Commit Graph

77 Commits

Author SHA1 Message Date
Gregory Szorc
f71c86b7e9 protocol: send application/mercurial-0.2 responses to capable clients
With this commit, the HTTP transport now parses the X-HgProto-<N>
header to determine what media type and compression engine to use for
responses. So far, we only compress responses that are already being
compressed with zlib today (stream response types to specific
commands). We can expand things to cover additional response types
later.

The practical side-effect of this commit is that non-zlib compression
engines will be used if both ends support them. This means if both
ends have zstd support, zstd - not zlib - will be used to compress
data!

When cloning the mozilla-unified repository between a local HTTP
server and client, the benefits of non-zlib compression are quite
noticeable:

  engine     server CPU (s)   client CPU (s)    bundle size
zlib (l=6)      174.1            283.2         1,148,547,026
zstd (l=1)       99.2            267.3         1,127,513,841
zstd (l=3)      103.1            266.9         1,018,861,363
zstd (l=7)      128.3            269.7           919,190,278
zstd (l=10)     162.0               -            894,547,179
none             95.3            277.2         4,097,566,064

The default zstd compression level is 3. So if you deploy zstd
capable Mercurial to your clients and servers and CPU time on
your server is dominated by "getbundle" requests (clients cloning
and pulling) - and my experience at Mozilla tells me this is often
the case - this commit could drastically reduce your server-side
CPU usage *and* save on bandwidth costs!

Another benefit of this change is that server operators can install
*any* compression engine. While it isn't enabled by default, the
"none" compression engine can now be used to disable wire protocol
compression completely. Previously, commands like "getbundle" always
zlib compressed output, adding considerable overhead to generating
responses. If you are on a high speed network and your server is under
high load, it might be advantageous to trade bandwidth for CPU.
Although, zstd at level 1 doesn't use that much CPU, so I'm not
convinced that disabling compression wholesale is worthwhile. And, my
data seems to indicate a slow down on the client without compression.
I suspect this is due to a lack of buffering resulting in an increase
in socket read() calls and/or the fact we're transferring an extra 3 GB
of data (parsing HTTP chunked transfer and processing extra TCP packets
can add up). This is definitely worth investigating and optimizing. But
since the "none" compressor isn't enabled by default, I'm inclined to
punt on this issue.

· · · · ·

_Requirements_
1. Answer these about the commit message:
(a) Which header does the HTTP transport now parse to pick the media type and compression engine?
(b) What is the default zstd compression level?
(c) Which compression engine can now be used to turn off wire protocol compression completely?
2. Rewrite everything in the commit message from "Although, zstd at" down to "on this issue.", and switch "socket" to "network".
The records have nothing to do with this.

· · · · ·

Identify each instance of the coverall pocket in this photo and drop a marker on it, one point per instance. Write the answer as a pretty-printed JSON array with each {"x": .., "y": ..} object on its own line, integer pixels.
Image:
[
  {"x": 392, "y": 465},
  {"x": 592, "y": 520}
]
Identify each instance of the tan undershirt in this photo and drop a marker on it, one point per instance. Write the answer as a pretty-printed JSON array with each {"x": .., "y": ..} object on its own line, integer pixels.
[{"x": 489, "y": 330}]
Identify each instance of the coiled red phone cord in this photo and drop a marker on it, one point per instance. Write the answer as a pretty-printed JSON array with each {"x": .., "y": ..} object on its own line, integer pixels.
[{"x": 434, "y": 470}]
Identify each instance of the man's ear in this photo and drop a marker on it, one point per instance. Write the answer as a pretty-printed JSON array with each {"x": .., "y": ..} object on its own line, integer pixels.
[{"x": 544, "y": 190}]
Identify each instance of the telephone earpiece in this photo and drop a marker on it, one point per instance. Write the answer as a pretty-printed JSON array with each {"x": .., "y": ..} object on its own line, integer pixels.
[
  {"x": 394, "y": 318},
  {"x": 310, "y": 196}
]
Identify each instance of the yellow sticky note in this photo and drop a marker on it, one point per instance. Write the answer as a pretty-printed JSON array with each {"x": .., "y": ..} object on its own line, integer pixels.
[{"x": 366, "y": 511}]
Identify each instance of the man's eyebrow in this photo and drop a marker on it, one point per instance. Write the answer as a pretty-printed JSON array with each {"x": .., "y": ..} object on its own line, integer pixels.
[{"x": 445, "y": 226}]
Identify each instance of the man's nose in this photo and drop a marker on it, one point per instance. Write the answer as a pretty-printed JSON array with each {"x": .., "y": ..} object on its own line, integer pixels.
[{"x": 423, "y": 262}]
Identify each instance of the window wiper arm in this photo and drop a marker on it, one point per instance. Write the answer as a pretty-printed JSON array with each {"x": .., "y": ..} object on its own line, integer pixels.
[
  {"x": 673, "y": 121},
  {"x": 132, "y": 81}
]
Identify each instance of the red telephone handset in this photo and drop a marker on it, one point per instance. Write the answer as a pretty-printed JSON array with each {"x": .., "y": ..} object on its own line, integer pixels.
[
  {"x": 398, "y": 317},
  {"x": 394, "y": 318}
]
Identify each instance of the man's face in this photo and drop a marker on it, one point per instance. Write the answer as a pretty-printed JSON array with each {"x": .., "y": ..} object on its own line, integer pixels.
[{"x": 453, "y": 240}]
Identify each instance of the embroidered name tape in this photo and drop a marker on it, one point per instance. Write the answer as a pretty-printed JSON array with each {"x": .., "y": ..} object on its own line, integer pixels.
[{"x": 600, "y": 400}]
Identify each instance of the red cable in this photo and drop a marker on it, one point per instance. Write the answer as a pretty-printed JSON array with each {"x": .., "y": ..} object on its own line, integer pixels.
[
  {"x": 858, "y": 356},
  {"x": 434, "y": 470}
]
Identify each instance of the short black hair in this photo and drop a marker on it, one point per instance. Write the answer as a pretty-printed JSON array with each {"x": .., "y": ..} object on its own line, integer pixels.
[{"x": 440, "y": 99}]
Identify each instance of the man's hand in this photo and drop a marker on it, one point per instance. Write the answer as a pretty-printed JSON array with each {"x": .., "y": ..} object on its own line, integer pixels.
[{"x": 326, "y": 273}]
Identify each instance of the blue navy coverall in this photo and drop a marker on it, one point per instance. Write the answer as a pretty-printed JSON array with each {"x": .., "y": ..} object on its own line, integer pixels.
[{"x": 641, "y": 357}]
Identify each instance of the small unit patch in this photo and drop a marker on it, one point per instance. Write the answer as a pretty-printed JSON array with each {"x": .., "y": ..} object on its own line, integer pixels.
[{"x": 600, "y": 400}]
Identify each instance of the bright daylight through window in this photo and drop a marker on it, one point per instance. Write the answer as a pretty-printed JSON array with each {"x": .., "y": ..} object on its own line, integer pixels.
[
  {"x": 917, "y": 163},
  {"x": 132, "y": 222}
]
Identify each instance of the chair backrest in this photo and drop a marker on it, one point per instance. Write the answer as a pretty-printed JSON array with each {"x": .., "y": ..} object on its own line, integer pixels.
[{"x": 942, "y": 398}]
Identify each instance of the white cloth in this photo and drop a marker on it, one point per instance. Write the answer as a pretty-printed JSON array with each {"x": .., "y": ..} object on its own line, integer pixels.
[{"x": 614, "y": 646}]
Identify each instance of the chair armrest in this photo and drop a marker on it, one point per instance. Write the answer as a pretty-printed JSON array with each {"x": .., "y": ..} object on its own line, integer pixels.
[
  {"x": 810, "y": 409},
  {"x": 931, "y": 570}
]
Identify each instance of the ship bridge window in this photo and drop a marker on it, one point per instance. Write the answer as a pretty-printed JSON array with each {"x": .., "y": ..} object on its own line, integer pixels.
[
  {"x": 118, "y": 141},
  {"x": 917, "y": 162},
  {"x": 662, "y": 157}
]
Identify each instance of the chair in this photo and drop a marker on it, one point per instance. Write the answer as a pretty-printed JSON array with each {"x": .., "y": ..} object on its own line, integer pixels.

· · · · ·

_Answer list_
1.
(a) The X-HgProto-<N> header.
(b) Level 3.
(c) The "none" compression engine.

2.
Although, zstd at level 1 doesn't use that much CPU, so I'm not
convinced that disabling compression wholesale is worthwhile. And, my
data seems to indicate a slow down on the client without compression.
I suspect this is due to a lack of buffering resulting in an increase
in network read() calls and/or the fact we're transferring an extra 3 GB
of data (parsing HTTP chunked transfer and processing extra TCP packets
can add up). This is definitely worth investigating and optimizing. But
since the "none" compressor isn't enabled by default, I'm inclined to
punt on this issue.